Task item. Transcribe all the entries that follow, leaving nothing out.

Provided entries.

........

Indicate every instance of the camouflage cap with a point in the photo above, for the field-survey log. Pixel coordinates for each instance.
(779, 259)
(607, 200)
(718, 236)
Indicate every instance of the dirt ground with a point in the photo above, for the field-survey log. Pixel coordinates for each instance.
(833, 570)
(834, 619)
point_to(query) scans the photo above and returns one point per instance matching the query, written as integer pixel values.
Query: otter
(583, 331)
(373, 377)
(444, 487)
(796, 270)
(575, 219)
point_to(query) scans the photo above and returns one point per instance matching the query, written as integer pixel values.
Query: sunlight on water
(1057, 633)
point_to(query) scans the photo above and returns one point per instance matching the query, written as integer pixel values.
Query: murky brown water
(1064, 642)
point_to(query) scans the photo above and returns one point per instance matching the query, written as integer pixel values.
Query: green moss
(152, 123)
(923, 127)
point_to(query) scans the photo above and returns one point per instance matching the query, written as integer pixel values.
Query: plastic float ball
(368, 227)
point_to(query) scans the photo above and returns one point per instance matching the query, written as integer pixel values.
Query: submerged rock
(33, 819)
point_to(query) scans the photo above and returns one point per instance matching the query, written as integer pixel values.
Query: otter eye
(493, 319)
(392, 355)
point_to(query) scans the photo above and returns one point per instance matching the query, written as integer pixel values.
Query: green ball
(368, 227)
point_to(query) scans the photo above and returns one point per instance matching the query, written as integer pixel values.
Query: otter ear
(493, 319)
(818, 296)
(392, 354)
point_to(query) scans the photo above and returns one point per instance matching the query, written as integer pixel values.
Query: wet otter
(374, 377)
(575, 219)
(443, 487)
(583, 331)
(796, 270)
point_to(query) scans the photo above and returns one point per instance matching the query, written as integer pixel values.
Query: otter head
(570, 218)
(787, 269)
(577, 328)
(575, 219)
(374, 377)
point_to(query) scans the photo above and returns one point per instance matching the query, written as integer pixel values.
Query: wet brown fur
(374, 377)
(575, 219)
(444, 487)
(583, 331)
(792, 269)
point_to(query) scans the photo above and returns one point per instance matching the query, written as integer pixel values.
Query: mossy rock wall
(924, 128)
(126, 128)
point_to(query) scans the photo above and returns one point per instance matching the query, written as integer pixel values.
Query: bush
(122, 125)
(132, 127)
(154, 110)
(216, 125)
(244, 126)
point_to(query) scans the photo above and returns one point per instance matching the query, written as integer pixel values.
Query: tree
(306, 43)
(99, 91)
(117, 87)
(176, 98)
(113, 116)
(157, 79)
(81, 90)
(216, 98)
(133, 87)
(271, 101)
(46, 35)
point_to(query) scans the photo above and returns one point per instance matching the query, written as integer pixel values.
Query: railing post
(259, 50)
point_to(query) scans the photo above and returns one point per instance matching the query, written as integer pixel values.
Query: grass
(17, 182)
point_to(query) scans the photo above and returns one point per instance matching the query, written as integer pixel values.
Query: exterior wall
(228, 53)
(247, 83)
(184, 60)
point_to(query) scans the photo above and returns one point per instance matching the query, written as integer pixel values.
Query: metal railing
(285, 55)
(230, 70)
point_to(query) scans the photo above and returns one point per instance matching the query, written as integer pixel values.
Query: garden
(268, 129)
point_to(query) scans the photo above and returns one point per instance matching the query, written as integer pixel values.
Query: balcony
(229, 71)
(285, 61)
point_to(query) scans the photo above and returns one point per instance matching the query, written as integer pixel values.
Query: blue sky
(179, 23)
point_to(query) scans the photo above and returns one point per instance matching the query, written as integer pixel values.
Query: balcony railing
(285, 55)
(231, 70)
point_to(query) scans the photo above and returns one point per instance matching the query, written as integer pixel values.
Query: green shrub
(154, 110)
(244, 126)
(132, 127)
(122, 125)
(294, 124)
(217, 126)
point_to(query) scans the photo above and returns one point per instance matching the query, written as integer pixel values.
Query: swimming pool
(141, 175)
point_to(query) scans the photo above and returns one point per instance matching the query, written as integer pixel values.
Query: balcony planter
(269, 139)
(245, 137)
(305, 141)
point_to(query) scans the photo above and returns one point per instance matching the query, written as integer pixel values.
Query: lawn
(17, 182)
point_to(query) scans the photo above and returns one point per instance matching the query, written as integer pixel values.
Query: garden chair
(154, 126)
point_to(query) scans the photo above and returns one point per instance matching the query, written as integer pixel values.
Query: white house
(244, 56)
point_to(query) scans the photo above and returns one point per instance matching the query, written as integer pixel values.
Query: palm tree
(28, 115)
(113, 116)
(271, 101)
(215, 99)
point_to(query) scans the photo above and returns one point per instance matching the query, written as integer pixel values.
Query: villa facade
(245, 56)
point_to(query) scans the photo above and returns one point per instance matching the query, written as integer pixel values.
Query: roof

........

Output of the exercise.
Indicate every instance of the camouflage cap with a point in the photo above, for the field-survey log. Pixel coordinates for each instance.
(779, 259)
(607, 200)
(718, 236)
Indicate every instance of the dirt ground with a point in the photo above, for the field-survey log. Pixel coordinates for each instance.
(833, 570)
(834, 619)
point_to(query) scans the photo above and returns one point per instance matching the query, written as integer pixel values.
Query: otter
(583, 331)
(373, 377)
(444, 487)
(796, 270)
(575, 219)
point_to(query) scans the photo above and returns one point per instance matching the query, written as integer pixel values.
Query: sunlight on water
(1057, 633)
point_to(query) scans the photo above and returns one point per instance matching the query, written as integer pixel values.
Query: murky brown water
(1064, 642)
point_to(query) scans the photo above and returns one point per instance matching the query, written as integer pixel values.
Query: green moss
(152, 123)
(923, 127)
point_to(query) scans the photo above and returns one point per instance matching the query, written as integer pixel values.
Query: plastic float ball
(368, 227)
point_to(query) scans the photo above and returns one point per instance matching the query, written as integer pixel values.
Query: submerged rock
(33, 819)
point_to(query) scans the photo above and returns one point per instance matching the query, written as integer pixel values.
Query: otter eye
(493, 319)
(392, 355)
point_to(query) scans the photo above and returns one point per instance matching the query, written as integer pixel values.
Query: green ball
(368, 227)
point_to(query) scans the photo above and returns one point per instance matching the query, written as integer pixel values.
Query: otter ear
(493, 319)
(818, 296)
(392, 354)
point_to(query) scans the photo above and returns one point per instance matching the query, written as integer pixel values.
Query: wet otter
(374, 377)
(575, 219)
(443, 487)
(583, 331)
(796, 270)
point_to(query) scans the photo above and returns one point per instance matching the query, written as integer pixel values.
Query: otter head
(570, 218)
(787, 269)
(577, 328)
(575, 219)
(374, 377)
point_to(query) scans the photo above and returns one point per instance matching the query, written as integer pixel values.
Query: wet brown fur
(374, 377)
(575, 219)
(444, 487)
(583, 331)
(792, 269)
point_to(query) scans the photo above and returns one point per instance matching the query, written as integer pixel values.
Query: mossy rock wall
(924, 128)
(126, 128)
point_to(query) scans the photo above and returns one point per instance matching the query, written as integer pixel values.
Query: bush
(122, 125)
(132, 127)
(154, 110)
(216, 125)
(244, 126)
point_to(query) scans the photo above and returns one point per instance matching the query, written as integer pixel values.
Query: tree
(306, 43)
(99, 91)
(117, 87)
(176, 98)
(113, 116)
(157, 79)
(81, 90)
(216, 98)
(133, 87)
(271, 101)
(46, 35)
point_to(query) scans the photo above and returns one point per instance matching the query, written as integer pixel values.
Query: railing post
(259, 50)
point_to(query) scans the photo above and returns one point per instance matching the query, written as integer pixel values.
Query: grass
(17, 182)
point_to(query) scans the photo above and returns one point per instance matching the query, written as integer pixel values.
Query: exterior wall
(228, 53)
(247, 83)
(184, 60)
point_to(query) scans the photo above and returns one point per instance matching the query, written as integer pixel values.
Query: metal railing
(285, 55)
(230, 70)
point_to(query) scans the photo above and returns one point per instance matching the query, written as integer pixel values.
Query: garden
(268, 129)
point_to(query) scans the photo above and returns one point per instance matching the query, written as integer pixel values.
Query: balcony
(229, 71)
(285, 61)
point_to(query) scans the photo above and returns one point per instance matching the query, written as integer pixel values.
Query: blue sky
(179, 23)
point_to(query) scans the photo above and returns one point per instance matching the query, written as integer pixel values.
Query: balcony railing
(285, 55)
(231, 70)
point_to(query) scans the photo above and returns one point per instance matching the query, written as integer pixel values.
Query: green shrub
(154, 110)
(244, 126)
(132, 127)
(122, 125)
(294, 124)
(217, 126)
point_to(query) scans the photo above and returns one point per instance matching the query, written as integer pixel values.
Query: swimming pool
(141, 175)
point_to(query) scans the photo above and returns one point per instance matching the query, written as integer pixel values.
Query: balcony planter
(269, 139)
(245, 137)
(305, 141)
point_to(query) scans the photo above and returns one point per instance matching the query, written as integer pixel values.
Query: lawn
(17, 182)
point_to(query) scans the photo above and returns one point per instance matching the query, written as integer pixel values.
Query: garden chair
(154, 126)
point_to(query) scans the photo above and returns one point per instance matching the query, written as integer pixel values.
Query: white house
(244, 56)
point_to(query) scans the photo above and returns one point per instance matching the query, written as integer pixel values.
Query: palm tree
(28, 115)
(113, 116)
(271, 101)
(215, 99)
point_to(query) scans the photo above and returns one point per instance matching the query, written as integer pixel values.
Query: villa facade
(245, 56)
point_to(query) scans the photo above and returns one point per instance matching the query, written as integer pixel values.
Query: roof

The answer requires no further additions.